Assignment: In the entries below, how many lines hold the string "path"? Give only the number.

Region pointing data
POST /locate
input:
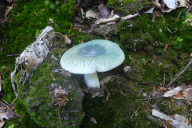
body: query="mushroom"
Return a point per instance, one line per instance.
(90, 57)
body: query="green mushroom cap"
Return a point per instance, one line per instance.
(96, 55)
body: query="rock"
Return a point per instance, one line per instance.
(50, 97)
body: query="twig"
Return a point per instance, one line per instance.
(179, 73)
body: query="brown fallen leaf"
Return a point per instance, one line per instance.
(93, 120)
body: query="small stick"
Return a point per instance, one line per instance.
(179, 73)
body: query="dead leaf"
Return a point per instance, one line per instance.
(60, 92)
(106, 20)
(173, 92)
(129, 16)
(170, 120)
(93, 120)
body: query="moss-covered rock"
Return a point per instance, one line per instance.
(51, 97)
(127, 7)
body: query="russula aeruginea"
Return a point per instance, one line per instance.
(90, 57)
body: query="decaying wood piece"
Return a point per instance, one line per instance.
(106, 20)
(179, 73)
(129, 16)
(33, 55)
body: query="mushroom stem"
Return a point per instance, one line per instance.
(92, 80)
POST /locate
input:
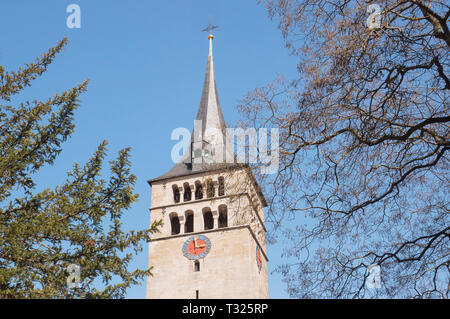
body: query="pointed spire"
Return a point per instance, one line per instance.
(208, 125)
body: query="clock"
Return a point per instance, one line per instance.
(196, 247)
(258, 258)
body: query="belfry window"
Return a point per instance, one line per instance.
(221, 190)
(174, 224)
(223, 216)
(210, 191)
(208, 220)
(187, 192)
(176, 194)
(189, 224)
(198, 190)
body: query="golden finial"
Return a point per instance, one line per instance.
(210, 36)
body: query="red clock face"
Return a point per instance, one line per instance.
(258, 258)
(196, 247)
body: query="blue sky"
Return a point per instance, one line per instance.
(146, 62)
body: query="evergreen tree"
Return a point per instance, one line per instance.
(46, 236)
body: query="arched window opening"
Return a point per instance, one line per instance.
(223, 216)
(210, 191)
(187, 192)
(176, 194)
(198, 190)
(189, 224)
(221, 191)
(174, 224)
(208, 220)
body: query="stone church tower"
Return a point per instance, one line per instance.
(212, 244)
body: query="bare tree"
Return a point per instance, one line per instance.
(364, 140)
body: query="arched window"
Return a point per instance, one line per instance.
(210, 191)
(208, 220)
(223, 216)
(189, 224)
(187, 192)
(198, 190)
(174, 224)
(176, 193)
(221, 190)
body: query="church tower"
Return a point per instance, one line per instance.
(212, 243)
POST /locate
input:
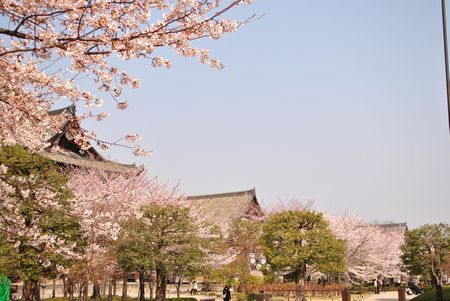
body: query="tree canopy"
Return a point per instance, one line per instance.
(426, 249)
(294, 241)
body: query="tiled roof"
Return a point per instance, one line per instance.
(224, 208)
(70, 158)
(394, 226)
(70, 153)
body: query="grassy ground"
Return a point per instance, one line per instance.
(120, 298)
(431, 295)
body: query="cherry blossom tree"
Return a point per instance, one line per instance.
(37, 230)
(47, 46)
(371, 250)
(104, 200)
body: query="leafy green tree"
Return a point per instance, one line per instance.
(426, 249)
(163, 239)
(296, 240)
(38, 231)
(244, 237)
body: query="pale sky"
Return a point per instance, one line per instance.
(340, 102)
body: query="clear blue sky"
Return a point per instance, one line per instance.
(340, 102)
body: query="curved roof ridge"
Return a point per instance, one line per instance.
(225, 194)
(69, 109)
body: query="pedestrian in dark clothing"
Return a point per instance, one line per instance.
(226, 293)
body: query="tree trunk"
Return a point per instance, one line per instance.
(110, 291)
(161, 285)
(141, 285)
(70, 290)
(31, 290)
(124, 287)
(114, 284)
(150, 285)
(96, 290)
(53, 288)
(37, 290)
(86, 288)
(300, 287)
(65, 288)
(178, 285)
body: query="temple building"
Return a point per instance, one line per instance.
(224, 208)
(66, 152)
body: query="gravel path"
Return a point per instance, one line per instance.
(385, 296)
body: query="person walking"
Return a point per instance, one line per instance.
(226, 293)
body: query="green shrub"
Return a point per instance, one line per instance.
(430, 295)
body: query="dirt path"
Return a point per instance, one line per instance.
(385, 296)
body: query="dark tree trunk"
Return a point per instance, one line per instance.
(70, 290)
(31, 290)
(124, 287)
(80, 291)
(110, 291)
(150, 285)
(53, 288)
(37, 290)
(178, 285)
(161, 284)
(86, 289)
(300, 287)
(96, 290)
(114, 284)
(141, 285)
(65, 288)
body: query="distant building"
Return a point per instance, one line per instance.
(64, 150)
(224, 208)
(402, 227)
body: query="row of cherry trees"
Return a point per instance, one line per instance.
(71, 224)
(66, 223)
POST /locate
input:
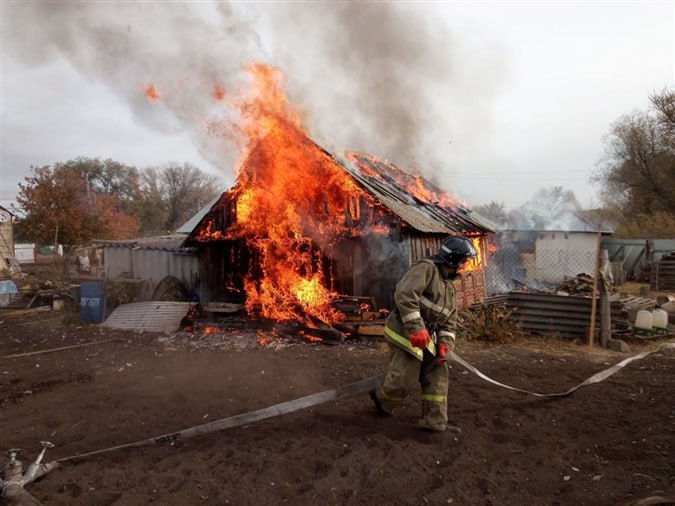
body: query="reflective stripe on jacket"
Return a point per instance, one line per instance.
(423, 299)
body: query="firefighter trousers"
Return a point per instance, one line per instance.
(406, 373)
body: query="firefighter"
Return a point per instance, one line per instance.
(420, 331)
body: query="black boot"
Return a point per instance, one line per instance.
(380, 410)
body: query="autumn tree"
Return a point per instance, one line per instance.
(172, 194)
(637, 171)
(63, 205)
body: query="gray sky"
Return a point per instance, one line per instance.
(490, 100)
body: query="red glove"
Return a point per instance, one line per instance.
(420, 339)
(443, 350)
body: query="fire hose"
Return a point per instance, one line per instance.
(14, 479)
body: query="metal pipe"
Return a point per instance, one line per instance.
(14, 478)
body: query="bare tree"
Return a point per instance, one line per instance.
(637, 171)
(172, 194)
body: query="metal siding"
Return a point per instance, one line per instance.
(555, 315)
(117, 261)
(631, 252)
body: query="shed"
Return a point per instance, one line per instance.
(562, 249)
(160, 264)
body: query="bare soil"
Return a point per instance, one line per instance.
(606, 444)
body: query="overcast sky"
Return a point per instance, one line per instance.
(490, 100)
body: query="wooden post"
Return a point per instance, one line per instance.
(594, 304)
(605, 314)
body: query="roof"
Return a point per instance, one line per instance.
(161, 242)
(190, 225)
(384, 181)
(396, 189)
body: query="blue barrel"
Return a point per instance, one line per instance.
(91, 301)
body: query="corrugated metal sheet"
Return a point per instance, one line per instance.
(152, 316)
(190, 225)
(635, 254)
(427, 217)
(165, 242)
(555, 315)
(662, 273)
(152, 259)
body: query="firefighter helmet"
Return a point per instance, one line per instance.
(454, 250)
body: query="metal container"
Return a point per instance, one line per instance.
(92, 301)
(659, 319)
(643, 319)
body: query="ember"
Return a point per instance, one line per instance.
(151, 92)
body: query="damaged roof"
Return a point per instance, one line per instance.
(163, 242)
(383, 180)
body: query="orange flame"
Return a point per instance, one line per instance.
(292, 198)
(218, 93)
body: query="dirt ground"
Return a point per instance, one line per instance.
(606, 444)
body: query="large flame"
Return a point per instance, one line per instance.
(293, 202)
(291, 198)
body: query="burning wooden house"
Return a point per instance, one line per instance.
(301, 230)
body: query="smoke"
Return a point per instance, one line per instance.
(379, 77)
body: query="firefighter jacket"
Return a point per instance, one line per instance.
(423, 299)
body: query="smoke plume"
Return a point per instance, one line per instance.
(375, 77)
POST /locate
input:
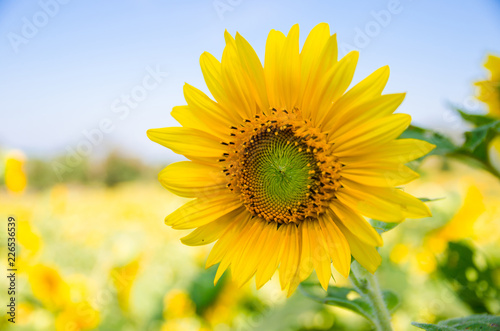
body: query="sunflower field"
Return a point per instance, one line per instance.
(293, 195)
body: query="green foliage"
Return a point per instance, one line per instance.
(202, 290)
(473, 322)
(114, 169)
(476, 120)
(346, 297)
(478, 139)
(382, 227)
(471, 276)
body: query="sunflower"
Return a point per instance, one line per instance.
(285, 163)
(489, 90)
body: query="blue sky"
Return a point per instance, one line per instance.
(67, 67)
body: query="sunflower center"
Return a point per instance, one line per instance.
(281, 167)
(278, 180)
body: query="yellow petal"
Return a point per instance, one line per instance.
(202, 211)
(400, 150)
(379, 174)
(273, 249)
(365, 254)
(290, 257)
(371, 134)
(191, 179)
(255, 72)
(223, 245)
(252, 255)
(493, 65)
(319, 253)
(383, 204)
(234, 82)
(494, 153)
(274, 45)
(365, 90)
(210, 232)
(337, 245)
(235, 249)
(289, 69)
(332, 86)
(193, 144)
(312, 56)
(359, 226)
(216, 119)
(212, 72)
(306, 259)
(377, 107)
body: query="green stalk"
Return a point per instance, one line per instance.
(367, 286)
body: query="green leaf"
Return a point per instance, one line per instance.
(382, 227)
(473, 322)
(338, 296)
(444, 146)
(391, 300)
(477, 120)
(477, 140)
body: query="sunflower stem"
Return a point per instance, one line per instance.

Task answer: 2